Problem details: Retype, exactly as they appear below, the lines between the line holding "</instance>" and the line holding "positive clicks: (351, 1109) (505, 1122)", both ends included.

[Record set — start]

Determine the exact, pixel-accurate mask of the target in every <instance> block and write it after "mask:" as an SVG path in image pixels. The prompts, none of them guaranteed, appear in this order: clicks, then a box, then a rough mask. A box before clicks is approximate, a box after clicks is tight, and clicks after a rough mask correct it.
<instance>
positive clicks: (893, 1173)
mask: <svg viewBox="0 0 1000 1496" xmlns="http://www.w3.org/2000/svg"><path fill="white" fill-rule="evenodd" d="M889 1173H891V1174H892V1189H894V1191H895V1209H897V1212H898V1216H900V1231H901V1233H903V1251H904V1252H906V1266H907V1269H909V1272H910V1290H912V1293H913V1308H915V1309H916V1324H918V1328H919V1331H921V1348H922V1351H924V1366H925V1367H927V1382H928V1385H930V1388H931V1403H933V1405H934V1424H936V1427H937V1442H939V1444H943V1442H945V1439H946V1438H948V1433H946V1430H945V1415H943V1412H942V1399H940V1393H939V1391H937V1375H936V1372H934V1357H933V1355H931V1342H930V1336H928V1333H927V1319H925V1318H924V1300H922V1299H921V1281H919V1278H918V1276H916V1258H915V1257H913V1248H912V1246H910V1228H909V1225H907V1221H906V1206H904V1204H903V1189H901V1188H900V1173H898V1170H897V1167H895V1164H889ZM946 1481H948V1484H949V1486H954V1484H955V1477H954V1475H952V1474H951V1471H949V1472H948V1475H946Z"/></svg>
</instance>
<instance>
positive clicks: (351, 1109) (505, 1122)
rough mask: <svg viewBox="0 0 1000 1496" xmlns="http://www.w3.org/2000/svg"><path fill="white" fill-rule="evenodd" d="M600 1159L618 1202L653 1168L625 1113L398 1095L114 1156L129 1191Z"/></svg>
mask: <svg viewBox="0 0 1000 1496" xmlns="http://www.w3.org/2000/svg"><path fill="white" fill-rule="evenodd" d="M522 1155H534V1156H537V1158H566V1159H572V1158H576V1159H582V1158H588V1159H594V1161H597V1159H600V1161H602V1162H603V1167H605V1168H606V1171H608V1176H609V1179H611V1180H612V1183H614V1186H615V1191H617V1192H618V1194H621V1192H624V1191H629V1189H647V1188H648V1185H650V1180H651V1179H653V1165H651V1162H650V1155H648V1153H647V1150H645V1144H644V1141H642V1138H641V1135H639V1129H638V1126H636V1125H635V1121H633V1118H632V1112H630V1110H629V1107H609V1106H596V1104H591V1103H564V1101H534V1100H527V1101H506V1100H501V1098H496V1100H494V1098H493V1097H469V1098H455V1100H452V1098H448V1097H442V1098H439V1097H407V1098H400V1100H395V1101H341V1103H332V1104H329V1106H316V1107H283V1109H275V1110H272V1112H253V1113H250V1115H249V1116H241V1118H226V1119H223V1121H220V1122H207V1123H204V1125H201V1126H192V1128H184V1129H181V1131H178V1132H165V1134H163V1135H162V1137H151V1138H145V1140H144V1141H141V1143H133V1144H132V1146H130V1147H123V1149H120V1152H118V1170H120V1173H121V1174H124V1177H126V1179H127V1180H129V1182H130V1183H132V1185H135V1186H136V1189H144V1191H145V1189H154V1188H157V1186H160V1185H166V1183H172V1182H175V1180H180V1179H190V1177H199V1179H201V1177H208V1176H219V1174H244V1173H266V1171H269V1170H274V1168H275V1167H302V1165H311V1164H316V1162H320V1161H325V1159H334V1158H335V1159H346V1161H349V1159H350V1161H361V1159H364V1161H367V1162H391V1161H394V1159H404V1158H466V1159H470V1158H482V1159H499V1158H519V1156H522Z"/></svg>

[Record set — finish]

Result for this task:
</instance>
<instance>
positive clicks: (351, 1109) (505, 1122)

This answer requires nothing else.